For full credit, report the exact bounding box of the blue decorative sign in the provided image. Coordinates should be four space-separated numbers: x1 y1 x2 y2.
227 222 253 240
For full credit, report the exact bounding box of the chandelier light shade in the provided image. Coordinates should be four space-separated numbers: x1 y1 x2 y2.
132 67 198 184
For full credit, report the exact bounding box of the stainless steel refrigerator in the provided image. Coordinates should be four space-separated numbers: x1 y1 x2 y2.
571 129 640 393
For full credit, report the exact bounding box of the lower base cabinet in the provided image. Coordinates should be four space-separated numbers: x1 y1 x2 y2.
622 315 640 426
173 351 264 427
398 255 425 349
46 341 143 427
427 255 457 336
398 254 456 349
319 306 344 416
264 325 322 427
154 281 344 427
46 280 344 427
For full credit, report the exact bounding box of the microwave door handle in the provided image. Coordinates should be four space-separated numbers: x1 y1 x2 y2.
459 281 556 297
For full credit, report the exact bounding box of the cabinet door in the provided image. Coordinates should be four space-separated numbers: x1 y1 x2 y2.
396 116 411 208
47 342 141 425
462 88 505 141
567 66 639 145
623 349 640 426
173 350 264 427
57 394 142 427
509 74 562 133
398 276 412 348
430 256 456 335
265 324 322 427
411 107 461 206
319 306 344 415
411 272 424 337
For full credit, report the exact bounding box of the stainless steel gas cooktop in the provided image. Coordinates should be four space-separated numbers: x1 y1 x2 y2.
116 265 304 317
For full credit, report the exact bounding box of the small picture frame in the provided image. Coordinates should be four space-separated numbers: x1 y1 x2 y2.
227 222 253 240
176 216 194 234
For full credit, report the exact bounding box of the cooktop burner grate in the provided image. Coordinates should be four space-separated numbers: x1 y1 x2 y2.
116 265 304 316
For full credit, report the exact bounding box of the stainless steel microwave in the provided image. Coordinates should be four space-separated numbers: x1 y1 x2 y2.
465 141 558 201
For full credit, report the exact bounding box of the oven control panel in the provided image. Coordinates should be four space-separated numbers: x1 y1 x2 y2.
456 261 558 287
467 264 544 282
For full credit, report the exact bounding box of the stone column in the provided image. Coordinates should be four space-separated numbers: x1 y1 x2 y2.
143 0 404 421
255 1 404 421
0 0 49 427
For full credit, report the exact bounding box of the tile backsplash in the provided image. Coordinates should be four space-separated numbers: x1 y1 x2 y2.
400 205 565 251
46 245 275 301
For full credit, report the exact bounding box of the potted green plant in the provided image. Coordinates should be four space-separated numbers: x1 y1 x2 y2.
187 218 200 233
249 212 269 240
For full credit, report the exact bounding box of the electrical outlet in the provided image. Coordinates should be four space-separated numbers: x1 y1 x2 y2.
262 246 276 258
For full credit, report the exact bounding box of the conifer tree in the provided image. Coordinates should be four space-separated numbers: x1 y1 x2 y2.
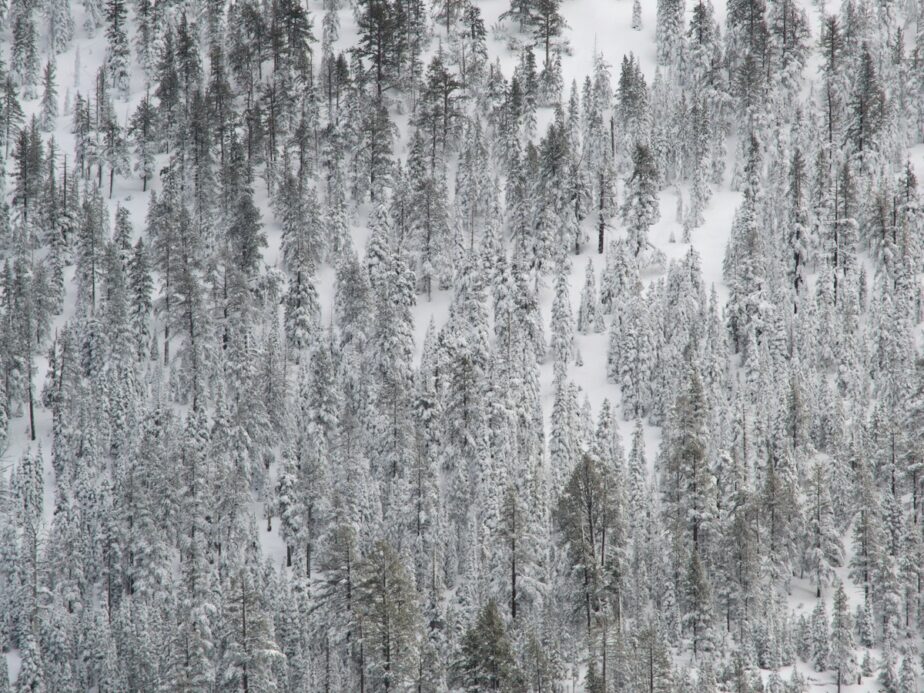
622 144 661 258
355 541 420 691
39 60 58 132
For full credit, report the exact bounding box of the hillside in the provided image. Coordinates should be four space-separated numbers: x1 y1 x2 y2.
0 0 924 693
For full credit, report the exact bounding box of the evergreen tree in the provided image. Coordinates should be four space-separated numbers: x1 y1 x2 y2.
622 144 661 258
106 0 131 95
356 541 420 691
457 601 517 691
39 60 58 132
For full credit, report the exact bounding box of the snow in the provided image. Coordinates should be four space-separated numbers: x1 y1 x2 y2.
3 0 924 691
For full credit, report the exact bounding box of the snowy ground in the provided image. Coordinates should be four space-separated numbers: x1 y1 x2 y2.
2 0 924 691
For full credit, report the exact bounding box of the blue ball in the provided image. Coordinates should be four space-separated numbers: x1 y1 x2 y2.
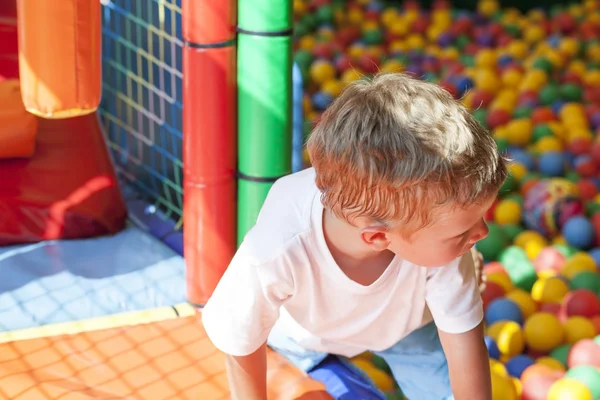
505 354 535 378
562 215 595 250
312 92 333 111
508 147 535 171
538 151 567 177
485 297 523 325
483 336 500 360
588 247 600 265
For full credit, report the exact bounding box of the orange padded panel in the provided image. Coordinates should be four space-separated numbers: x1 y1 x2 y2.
0 79 38 158
0 314 331 400
17 0 101 118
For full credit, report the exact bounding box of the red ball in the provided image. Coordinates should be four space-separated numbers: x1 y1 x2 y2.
538 303 560 317
482 108 512 129
471 89 494 108
527 107 555 125
567 339 600 368
533 247 567 274
577 179 598 201
481 282 505 311
567 138 600 156
559 289 600 320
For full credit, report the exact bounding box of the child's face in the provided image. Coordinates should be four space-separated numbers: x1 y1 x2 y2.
387 198 494 267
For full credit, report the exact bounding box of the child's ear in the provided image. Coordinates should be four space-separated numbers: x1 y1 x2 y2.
360 226 390 251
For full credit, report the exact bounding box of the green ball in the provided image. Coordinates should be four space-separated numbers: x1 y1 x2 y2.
502 224 525 243
560 83 583 102
371 354 392 375
553 244 579 258
569 271 600 293
499 246 537 292
550 343 571 368
473 108 487 128
533 124 554 143
317 4 335 24
476 222 510 261
363 29 383 45
565 365 600 399
498 174 519 196
495 138 510 153
513 106 533 119
539 83 560 106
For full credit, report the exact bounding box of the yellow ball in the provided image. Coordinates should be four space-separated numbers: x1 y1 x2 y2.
560 252 597 279
474 68 502 94
352 359 394 392
506 118 533 146
535 136 564 153
548 378 594 400
515 230 548 249
494 200 521 225
485 272 514 293
531 276 569 303
321 79 344 97
491 373 518 400
508 39 529 58
583 70 600 86
475 49 496 69
310 60 335 84
505 289 538 319
558 37 579 57
508 162 527 182
496 321 525 357
381 59 404 72
535 356 565 372
523 312 565 351
564 316 597 344
502 69 523 89
340 68 364 83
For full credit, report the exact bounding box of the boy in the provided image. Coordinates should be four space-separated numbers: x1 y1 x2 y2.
203 74 506 400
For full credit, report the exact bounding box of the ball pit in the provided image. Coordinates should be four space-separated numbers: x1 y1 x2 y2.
294 0 600 400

§

• **EXERCISE BRIEF**
Report every line of the records that contains the string "tree", copying each one in full. Case counts.

• **FULL ANSWER**
For full credit, report the exact bounding box of the conifer tree in the provided image. Coordinates should be four space-separated numbers: x1 y1 x2 y2.
For full credit, report the exact bounding box of the evergreen tree in the provided image. Coordinates should be four space-separated numbers: x1 y1 x2 y2.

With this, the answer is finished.